* Goal: In the entries below, locate the line with "If you could tag the curved", then give again that line and all lines after it, exactly, with pictures omitted.

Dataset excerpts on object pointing
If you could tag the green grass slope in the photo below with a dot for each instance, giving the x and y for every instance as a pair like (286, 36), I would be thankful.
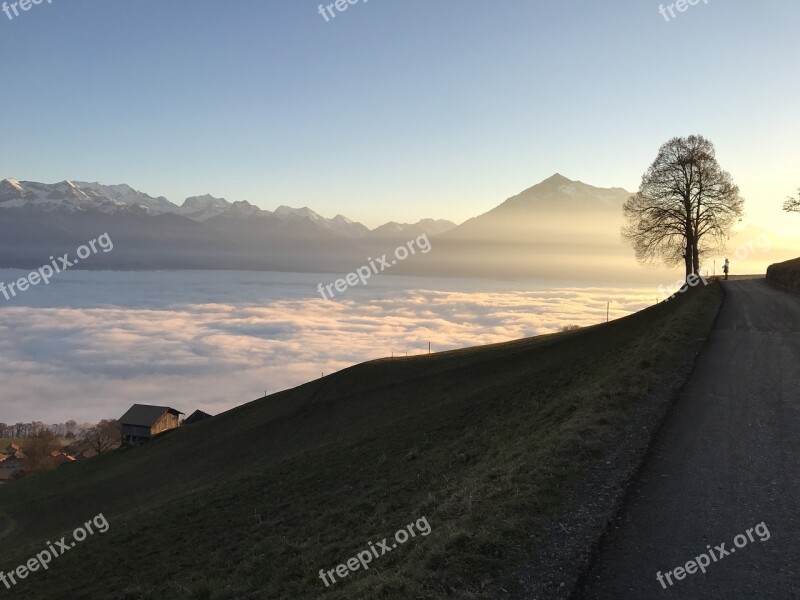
(485, 442)
(785, 275)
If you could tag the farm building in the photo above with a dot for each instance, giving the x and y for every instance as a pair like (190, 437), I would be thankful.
(143, 421)
(196, 417)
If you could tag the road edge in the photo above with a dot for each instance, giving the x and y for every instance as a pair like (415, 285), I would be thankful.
(576, 536)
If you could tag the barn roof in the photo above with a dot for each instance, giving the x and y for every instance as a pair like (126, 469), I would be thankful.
(145, 415)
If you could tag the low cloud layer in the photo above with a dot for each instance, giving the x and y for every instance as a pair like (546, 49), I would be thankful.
(110, 345)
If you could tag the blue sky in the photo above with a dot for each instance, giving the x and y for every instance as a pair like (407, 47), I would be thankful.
(396, 110)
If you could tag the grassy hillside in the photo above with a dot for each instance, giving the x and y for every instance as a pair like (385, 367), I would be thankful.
(785, 275)
(486, 443)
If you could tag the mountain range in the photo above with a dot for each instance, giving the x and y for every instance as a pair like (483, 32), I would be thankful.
(557, 229)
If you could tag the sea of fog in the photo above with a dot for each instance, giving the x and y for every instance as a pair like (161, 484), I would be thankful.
(91, 343)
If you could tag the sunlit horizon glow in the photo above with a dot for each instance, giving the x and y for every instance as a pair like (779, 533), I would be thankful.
(398, 111)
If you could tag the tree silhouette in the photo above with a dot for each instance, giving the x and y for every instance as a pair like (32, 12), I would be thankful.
(685, 206)
(792, 204)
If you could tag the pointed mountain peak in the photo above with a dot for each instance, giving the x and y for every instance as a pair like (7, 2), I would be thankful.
(557, 178)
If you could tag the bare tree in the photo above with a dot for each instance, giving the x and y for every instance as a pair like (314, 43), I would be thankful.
(38, 451)
(685, 206)
(792, 204)
(104, 436)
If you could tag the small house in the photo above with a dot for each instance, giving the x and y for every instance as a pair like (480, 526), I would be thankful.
(196, 417)
(143, 421)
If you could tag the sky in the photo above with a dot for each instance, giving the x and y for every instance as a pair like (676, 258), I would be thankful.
(396, 110)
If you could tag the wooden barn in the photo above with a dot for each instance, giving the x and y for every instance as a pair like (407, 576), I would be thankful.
(143, 421)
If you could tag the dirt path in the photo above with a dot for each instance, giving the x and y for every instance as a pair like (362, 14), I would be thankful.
(727, 460)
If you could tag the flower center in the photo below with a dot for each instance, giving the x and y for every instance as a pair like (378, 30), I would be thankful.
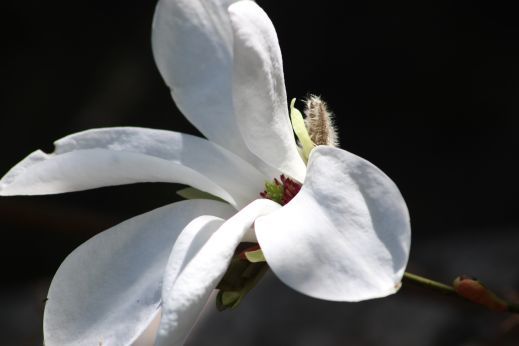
(281, 192)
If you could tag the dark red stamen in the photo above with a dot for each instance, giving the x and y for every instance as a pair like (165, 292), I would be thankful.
(288, 190)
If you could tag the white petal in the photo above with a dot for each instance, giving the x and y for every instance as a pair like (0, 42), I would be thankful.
(192, 45)
(345, 236)
(197, 265)
(259, 90)
(115, 156)
(109, 289)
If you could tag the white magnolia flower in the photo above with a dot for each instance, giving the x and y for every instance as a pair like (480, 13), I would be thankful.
(344, 237)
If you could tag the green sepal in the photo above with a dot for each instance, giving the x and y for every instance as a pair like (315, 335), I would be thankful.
(275, 191)
(298, 124)
(240, 278)
(255, 256)
(192, 193)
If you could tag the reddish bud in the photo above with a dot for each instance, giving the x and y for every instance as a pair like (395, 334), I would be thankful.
(474, 291)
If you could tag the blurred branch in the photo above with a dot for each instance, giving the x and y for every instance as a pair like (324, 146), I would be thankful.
(467, 288)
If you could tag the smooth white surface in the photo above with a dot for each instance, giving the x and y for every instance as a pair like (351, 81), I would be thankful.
(196, 267)
(108, 290)
(192, 46)
(123, 155)
(345, 236)
(259, 95)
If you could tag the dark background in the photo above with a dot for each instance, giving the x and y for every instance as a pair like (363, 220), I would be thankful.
(427, 91)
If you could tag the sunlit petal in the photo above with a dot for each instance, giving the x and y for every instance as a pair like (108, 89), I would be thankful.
(196, 266)
(259, 90)
(345, 236)
(108, 290)
(115, 156)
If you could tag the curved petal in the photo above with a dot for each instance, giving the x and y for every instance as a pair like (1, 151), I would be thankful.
(260, 100)
(197, 265)
(192, 46)
(345, 236)
(109, 289)
(115, 156)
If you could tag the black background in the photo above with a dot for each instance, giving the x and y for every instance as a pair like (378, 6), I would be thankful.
(428, 91)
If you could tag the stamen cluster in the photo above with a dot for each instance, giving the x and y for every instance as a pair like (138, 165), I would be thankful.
(281, 192)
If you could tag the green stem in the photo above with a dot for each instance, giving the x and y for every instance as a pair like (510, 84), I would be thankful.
(431, 284)
(449, 290)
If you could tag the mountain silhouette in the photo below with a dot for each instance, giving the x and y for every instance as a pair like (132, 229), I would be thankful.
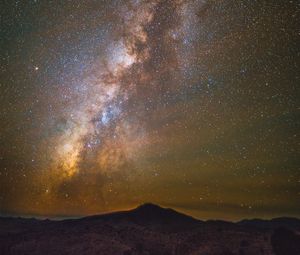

* Solution:
If you could tag the curved petal in the photo above with a dot for each instance, giving the x and y for every instance as a pair like (1, 151), I would be thankful.
(260, 100)
(197, 265)
(192, 46)
(345, 236)
(109, 289)
(115, 156)
If you could tag the black background in the photo above with a dot for each instance, giving the x and y for every instance as a pair like (378, 6), I would be thankful.
(428, 91)
If you could tag the stamen cluster in the photo above with a dot for each instance, giving the x and y for every instance as a pair like (138, 165), I would be thankful.
(281, 192)
If you could tag the green stem in the photo above with a dot for each instance, giving the x and y for every instance as a pair like (510, 84), I would be thankful.
(431, 284)
(449, 290)
If you could tag the mountain silhouette in the photo below with a dot for each instance, giving the x and y for every instance as a pair like (132, 229), I would be thankful.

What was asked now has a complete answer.